Copy the Independence Day post from "When I, as a" to "of the Church.", swapping "protesting" for "dissenting".

**Page extract:**
▼▼▼
Tuesday, July 04, 2006

Independence Day and Protesting


Thank God for the freedom we have in the United States. We have no state or authority over us telling us where and how to worship God. One of the reasons that the papacy is so distasteful to many American christians resides in this same "spirit of independence." The tyranny experienced by our founding fathers left a very bad taste in their mouths for anything "royal" or papal for that matter. The first thing they did was draft a Constitution and create a system, the Supreme Court, where by its interpretation could be living and "timeless." This is analogous in some ways to us having the Bible and the Magisterium of the Catholic Church being present for all time to help interpret it. The Constitution, if left to individual interpretation, without the authority of the US Supreme Court to guide the proper interpretation would have led to complete chaos and a country completely divided into many disputing factions.
Now, getting back to the topic of Independence, there used to be a distinct sense in the US that Catholics would be more loyal to the Pope than to their own president. The election of JFK fueled these fears, but that fear was certainly unfounded! A Catholic's "loyalty" to the Pope is more a spiritual than political one. We are loyal in the sense that we believe that the Bishop of Rome has been given authority by Christ to speak in areas of faith and morals . Therefore, as a practicing Catholic, I should live in accordance with the teachings of the Church, not picking and choosing which teachings I like or think are easy to adhere to.
When I, as a Catholic, choose to not accept the teachings of the Church, I am basically asserting my independence from this Church, protesting so to speak. Sadly, the spirit of independence has greatly influenced American Catholics in a negative sense where many no longer feel compelled to following the teachings of the Church.
▲▲▲
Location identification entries
▼▼▼
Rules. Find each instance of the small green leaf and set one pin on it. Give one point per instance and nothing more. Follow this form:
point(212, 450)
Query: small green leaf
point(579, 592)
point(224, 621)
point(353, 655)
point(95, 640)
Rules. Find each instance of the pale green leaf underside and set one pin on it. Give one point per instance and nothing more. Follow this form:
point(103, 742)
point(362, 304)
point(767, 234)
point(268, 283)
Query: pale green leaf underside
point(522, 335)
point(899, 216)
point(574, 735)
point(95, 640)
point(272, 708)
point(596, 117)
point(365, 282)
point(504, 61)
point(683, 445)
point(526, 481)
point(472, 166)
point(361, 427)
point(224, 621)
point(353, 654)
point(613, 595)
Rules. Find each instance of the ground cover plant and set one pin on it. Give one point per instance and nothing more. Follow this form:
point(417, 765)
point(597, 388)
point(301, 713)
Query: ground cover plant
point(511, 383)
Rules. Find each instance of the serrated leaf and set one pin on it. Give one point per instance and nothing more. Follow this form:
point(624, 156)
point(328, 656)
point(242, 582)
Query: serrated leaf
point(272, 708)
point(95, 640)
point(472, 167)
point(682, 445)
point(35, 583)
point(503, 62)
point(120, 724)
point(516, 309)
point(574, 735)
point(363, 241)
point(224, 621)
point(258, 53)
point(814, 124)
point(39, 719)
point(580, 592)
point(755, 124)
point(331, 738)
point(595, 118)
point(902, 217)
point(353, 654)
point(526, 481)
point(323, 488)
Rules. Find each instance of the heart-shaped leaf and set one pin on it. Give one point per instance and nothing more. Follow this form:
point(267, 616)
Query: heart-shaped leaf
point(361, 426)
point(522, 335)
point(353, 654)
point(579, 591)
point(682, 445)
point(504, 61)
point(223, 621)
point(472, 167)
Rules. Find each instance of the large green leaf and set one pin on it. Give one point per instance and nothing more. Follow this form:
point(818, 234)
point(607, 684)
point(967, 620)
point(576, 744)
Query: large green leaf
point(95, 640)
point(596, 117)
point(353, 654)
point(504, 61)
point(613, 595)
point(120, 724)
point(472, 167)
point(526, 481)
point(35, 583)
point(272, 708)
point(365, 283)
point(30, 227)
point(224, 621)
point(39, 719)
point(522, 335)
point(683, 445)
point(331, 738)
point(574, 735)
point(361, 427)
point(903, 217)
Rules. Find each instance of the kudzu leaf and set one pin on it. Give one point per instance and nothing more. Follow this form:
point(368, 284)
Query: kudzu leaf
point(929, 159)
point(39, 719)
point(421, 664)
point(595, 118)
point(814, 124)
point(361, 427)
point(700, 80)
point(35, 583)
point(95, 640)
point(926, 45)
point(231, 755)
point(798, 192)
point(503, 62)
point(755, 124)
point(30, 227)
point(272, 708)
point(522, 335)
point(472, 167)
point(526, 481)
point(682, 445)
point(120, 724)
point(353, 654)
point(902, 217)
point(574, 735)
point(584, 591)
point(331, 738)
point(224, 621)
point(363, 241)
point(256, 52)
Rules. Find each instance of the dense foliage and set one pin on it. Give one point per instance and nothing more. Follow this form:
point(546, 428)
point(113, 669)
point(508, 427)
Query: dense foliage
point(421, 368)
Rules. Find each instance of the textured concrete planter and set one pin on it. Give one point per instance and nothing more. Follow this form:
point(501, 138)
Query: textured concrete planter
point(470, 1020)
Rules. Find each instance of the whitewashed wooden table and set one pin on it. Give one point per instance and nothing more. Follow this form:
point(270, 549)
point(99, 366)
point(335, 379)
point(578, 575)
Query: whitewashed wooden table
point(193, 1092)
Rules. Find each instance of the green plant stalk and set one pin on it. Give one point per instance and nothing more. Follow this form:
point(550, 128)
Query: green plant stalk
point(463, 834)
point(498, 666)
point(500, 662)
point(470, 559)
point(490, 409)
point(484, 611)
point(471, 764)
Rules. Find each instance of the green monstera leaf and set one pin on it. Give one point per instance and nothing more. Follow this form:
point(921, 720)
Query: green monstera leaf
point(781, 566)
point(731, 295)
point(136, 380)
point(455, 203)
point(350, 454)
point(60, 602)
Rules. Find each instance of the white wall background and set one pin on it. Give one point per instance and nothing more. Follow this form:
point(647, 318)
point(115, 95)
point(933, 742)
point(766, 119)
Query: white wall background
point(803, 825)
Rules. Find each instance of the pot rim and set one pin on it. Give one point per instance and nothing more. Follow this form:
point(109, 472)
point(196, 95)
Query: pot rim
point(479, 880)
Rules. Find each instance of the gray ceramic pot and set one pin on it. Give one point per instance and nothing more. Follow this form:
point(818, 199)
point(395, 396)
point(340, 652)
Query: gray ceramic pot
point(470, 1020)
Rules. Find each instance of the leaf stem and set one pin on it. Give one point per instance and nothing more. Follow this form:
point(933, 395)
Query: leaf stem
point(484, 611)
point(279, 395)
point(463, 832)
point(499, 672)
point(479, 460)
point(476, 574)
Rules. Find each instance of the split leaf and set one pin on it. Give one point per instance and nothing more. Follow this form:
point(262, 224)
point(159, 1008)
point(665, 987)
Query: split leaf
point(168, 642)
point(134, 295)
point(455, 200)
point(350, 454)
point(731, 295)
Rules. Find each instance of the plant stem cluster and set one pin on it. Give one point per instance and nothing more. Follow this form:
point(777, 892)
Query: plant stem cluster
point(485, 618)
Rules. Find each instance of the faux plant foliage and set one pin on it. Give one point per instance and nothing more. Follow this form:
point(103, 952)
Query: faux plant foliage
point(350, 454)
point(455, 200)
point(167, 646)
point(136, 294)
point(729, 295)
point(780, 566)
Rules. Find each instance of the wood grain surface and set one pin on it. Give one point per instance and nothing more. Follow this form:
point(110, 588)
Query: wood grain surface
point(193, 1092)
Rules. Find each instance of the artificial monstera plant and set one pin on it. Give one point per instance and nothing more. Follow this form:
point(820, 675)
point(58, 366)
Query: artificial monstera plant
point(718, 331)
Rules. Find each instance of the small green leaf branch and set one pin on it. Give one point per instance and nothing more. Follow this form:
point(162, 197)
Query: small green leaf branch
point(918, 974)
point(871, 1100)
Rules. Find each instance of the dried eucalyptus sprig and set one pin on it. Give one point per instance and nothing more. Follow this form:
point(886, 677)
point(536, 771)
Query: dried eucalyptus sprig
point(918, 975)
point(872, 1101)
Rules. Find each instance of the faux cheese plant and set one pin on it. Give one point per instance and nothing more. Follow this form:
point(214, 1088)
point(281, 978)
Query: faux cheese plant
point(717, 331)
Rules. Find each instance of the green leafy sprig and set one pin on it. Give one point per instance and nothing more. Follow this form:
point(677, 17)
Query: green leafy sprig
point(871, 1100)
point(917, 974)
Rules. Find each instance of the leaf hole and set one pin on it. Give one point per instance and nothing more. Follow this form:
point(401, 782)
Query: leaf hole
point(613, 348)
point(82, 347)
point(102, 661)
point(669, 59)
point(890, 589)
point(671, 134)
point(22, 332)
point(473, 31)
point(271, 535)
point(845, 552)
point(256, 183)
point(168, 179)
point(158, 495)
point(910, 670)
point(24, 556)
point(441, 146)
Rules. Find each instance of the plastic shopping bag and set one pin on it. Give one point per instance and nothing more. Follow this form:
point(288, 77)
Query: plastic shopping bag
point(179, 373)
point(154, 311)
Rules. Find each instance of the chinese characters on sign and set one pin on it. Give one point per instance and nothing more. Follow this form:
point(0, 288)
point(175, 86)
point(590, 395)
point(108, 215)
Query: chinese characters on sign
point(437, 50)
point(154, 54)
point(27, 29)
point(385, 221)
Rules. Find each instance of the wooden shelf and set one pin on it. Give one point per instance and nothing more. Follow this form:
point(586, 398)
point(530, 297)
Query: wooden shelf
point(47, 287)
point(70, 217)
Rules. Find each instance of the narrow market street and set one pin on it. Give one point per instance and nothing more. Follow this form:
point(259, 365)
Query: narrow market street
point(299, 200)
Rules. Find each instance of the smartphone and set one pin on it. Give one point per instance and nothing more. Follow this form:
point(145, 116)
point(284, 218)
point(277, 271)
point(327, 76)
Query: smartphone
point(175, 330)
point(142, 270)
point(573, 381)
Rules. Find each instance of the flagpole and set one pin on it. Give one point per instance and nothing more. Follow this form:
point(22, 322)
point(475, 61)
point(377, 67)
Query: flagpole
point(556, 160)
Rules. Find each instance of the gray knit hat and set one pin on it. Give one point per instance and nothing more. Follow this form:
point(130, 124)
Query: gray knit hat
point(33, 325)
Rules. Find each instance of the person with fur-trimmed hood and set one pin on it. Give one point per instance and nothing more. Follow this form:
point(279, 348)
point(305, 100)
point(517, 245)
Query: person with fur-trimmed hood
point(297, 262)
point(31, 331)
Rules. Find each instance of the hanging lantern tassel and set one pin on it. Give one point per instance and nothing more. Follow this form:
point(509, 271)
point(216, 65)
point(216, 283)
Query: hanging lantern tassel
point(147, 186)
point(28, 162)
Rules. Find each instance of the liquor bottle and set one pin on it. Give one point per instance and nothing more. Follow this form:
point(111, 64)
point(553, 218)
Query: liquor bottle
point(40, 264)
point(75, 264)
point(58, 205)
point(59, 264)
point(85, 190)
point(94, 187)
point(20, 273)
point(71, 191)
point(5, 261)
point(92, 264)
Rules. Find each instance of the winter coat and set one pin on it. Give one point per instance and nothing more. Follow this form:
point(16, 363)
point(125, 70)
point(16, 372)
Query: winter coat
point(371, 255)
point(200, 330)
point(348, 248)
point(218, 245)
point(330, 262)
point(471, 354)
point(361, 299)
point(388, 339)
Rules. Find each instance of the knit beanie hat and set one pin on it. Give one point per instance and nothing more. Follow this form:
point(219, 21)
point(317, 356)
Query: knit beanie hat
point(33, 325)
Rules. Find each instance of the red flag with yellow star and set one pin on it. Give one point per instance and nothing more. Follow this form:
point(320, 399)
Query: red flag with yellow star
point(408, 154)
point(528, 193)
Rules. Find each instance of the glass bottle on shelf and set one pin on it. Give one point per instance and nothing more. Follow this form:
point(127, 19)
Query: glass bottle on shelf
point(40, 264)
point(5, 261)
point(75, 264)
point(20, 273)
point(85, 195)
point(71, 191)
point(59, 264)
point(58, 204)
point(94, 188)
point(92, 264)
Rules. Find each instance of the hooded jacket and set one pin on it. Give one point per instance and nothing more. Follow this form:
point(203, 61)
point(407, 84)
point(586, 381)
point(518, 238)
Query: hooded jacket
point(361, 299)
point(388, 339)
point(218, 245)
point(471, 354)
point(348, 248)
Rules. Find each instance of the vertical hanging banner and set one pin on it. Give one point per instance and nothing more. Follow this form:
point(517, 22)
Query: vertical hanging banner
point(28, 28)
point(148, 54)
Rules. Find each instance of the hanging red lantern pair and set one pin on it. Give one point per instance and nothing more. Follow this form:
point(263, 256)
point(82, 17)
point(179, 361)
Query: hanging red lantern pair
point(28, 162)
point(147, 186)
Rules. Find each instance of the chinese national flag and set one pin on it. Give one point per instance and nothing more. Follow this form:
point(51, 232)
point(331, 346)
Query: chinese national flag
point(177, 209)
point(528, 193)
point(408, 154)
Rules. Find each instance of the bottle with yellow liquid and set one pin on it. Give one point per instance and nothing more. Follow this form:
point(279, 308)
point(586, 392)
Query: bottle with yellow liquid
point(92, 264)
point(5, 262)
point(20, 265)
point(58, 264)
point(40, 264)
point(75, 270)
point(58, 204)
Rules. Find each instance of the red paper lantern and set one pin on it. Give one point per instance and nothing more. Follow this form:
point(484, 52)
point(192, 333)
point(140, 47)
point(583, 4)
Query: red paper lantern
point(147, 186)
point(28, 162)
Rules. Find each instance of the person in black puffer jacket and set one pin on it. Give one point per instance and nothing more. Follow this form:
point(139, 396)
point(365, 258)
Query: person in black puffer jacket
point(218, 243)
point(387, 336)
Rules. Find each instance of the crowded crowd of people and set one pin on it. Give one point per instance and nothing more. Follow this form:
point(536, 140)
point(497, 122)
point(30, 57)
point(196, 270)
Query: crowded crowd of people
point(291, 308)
▲▲▲
**The result:**
When I, as a Catholic, choose to not accept the teachings of the Church, I am basically asserting my independence from this Church, dissenting so to speak. Sadly, the spirit of independence has greatly influenced American Catholics in a negative sense where many no longer feel compelled to following the teachings of the Church.